** Things to do **
[a] In the Christmas menu passage, rewrite the section from "If you’ve stuck" up to and including "during the holidays!", changing "cheese" to "chocolate".
[b] Extend the passage about Christmas food memories, picking up right after its final sentence.
** START OF Excerpt provided **
If you’ve stuck with me this long you will start to see my Christmas flavours and ideal menu have not stopped growing!  Each taste represents happy memories in my life and makes me think of the people I’ve been lucky enough to call family and/or friends over the years. In 2015, we relocated to Switzerland and saw the heavy introduction of cheese in both raclette and fondue format at Christmas time!  In addition to cheese, we’ve embraced panettone in our household as staple during the holidays!

 

Yule log cake on a Christmas table
Bûche de Noël – Yule Log

So, what is an internationally-confused menu planner supposed to do?! In a world without calories my perfect Christmas would include tourtière, panettone, turkey and all the trimmings, brown Danish sugared potatoes, fondue, Cabbage rolls, smoked salmon and caviar, Nanaimo bars, trifle, risalamande and a bûche de Noël…all washed down with a few glasses of champagne! Phew! I’m not sure I could manage that! (Don’t even get me started on the challenges presented by living internationally with trying to locate and buy 90% of the items on my Christmas menu wish list!!!)
** END OF Excerpt provided **
** START OF Data excerpts **
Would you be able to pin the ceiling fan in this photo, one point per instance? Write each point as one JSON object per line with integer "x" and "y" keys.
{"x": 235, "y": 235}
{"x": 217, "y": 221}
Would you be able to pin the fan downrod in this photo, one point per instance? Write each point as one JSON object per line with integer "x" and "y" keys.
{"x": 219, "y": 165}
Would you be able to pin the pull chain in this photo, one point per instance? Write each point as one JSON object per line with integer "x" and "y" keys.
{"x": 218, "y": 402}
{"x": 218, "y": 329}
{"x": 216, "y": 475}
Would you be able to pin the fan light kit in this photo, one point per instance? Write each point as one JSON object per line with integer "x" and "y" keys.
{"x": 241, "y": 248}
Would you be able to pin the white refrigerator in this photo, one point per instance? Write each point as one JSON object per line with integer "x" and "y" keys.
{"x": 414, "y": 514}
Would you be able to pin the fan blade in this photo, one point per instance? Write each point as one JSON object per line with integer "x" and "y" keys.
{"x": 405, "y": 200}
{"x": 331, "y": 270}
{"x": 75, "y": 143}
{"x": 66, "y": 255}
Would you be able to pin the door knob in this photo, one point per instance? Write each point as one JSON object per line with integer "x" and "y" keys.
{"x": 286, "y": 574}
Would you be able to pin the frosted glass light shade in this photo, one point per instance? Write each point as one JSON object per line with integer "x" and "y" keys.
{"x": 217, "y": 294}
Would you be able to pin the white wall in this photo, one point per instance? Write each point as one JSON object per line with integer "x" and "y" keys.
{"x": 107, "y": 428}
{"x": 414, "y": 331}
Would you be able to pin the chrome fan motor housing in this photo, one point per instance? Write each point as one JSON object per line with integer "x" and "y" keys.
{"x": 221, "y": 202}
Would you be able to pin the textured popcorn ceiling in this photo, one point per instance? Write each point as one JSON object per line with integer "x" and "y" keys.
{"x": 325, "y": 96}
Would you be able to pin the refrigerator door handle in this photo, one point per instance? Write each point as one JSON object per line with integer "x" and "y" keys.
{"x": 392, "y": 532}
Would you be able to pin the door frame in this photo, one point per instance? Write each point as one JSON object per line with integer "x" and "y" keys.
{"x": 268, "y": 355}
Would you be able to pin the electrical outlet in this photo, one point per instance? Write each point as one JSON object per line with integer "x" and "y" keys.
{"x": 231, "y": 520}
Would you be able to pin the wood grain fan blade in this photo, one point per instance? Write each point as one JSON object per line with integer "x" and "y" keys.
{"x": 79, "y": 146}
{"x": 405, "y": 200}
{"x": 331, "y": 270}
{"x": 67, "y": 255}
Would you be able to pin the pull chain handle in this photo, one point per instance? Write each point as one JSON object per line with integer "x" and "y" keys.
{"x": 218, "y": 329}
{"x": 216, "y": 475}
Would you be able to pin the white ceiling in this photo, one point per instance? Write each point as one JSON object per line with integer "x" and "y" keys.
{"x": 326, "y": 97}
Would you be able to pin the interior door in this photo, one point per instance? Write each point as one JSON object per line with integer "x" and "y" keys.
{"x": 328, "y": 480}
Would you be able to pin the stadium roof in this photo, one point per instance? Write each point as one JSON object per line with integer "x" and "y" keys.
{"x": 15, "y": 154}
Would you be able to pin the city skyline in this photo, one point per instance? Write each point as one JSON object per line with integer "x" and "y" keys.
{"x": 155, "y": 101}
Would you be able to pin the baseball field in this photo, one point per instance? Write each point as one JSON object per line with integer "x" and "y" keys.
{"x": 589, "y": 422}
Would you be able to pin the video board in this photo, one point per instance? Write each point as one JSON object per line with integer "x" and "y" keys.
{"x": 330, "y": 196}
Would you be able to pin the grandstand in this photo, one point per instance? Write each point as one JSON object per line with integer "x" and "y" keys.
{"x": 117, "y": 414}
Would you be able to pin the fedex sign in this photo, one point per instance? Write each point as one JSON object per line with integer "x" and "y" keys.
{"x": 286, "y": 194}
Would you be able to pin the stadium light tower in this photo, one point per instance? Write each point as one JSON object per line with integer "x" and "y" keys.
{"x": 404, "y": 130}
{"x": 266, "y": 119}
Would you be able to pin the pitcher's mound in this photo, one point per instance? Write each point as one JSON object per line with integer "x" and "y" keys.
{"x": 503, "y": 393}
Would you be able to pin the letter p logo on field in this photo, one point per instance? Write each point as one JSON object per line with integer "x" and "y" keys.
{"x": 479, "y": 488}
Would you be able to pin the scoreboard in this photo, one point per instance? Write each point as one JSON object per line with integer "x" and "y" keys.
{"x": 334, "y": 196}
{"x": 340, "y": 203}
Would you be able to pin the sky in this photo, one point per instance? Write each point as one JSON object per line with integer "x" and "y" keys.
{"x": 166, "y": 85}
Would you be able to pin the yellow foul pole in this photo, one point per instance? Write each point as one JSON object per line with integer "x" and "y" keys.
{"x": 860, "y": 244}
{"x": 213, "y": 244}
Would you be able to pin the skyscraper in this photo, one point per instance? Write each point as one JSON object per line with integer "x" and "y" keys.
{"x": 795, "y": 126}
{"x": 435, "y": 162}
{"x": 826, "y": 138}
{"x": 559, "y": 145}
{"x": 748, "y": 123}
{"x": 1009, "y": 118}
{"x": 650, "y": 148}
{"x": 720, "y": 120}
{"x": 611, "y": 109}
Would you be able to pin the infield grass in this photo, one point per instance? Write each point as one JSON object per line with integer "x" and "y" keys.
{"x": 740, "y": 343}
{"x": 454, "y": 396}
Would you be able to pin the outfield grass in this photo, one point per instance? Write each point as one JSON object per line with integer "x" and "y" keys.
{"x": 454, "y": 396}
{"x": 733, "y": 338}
** END OF Data excerpts **
** The responses **
[a]
If you’ve stuck with me this long you will start to see my Christmas flavours and ideal menu have not stopped growing!  Each taste represents happy memories in my life and makes me think of the people I’ve been lucky enough to call family and/or friends over the years. In 2015, we relocated to Switzerland and saw the heavy introduction of chocolate in both raclette and fondue format at Christmas time!  In addition to chocolate, we’ve embraced panettone in our household as staple during the holidays!

[b]
Therefore, it should come as no surprise that we have decided when we spend Christmases here in Switzerland, we will continue with the fondue-inspired meal. It’s how we celebrate Swissmas. This doesn’t mean we don’t miss all those wonderful flavours, we just keep them as happy memories, locked in our hearts, until the years when we are able to travel for the holidays.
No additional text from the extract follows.